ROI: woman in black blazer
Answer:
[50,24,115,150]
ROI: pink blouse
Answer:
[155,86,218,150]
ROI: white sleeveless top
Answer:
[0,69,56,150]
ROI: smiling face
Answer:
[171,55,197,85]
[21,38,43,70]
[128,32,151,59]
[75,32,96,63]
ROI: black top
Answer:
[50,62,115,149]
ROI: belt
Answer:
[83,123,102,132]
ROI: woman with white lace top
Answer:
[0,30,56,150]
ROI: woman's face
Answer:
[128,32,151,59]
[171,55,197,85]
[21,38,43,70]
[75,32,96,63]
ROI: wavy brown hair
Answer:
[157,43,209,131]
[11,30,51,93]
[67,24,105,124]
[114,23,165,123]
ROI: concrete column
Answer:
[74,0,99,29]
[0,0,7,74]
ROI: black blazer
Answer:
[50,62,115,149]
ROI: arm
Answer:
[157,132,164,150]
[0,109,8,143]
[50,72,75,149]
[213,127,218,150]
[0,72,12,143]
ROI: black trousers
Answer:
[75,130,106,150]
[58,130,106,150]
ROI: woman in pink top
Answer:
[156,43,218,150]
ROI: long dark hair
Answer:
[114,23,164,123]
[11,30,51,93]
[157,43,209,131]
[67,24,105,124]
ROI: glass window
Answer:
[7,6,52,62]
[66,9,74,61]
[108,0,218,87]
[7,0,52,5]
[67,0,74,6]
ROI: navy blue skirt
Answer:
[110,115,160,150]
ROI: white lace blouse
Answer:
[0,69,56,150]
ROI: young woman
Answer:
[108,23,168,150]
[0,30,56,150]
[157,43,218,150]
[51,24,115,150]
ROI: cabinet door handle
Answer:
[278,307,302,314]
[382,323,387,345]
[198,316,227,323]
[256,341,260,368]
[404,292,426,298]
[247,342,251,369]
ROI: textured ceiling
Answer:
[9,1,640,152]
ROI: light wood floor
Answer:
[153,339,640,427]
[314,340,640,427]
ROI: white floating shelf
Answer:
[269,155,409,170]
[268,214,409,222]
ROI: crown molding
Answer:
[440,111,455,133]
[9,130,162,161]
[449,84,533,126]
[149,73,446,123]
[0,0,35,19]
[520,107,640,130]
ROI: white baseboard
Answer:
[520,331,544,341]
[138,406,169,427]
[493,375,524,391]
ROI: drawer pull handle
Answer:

▬▬▬▬▬▬▬▬▬▬

**Task to complete**
Copy out every line above word for word, from the first line to the last.

**Written response**
ROI: woman in black blazer
Answer:
[50,24,115,150]
ROI: pink blouse
Answer:
[155,86,218,150]
ROI: white sleeveless top
Answer:
[0,69,56,150]
ROI: smiling face
Answer:
[171,55,197,85]
[21,38,43,70]
[128,32,151,59]
[75,32,96,63]
ROI: black top
Answer:
[50,62,115,149]
ROI: belt
Answer:
[83,123,102,132]
ROI: woman with white lace top
Answer:
[0,30,56,150]
ROI: woman's face
Answer:
[128,32,151,59]
[171,55,197,85]
[21,38,43,70]
[75,32,96,63]
ROI: wavy brown hair
Answer:
[157,43,209,131]
[11,30,51,93]
[67,24,105,124]
[114,23,165,123]
ROI: concrete column
Answer:
[74,0,99,29]
[0,0,7,74]
ROI: black blazer
Answer:
[50,62,115,149]
ROI: arm
Answer:
[157,132,164,150]
[0,109,8,143]
[50,72,75,149]
[213,127,218,150]
[0,72,12,143]
ROI: black trousers
Answer:
[75,130,106,150]
[58,130,106,150]
ROI: woman in pink top
Answer:
[156,43,218,150]
ROI: long dark hair
Answer:
[114,23,164,123]
[11,30,51,93]
[157,43,209,131]
[67,24,105,124]
ROI: glass window
Answer:
[7,6,52,62]
[66,9,74,61]
[108,0,218,87]
[7,0,52,5]
[67,0,74,6]
ROI: navy blue skirt
Answer:
[110,115,160,150]
ROI: white lace blouse
Answer:
[0,69,56,150]
ROI: young woman
Answer:
[108,23,168,150]
[0,30,56,150]
[157,43,218,150]
[51,24,115,150]
ROI: cabinet door handle
Answer:
[278,307,302,314]
[382,323,387,345]
[198,316,227,323]
[256,341,260,368]
[404,292,426,298]
[247,342,251,369]
ROI: textured ceiling
Answer:
[9,1,640,152]
ROI: light wood floor
Answer:
[153,339,640,427]
[314,340,640,427]
ROI: white floating shelf
Answer:
[269,155,409,170]
[268,214,409,222]
ROI: crown molding
Answer:
[440,111,455,133]
[9,130,162,161]
[449,84,533,126]
[149,73,446,123]
[0,0,35,19]
[520,107,640,130]
ROI: white baseboard
Answer:
[520,331,544,341]
[138,406,169,427]
[493,375,524,391]
ROI: drawer pull handle
Answer:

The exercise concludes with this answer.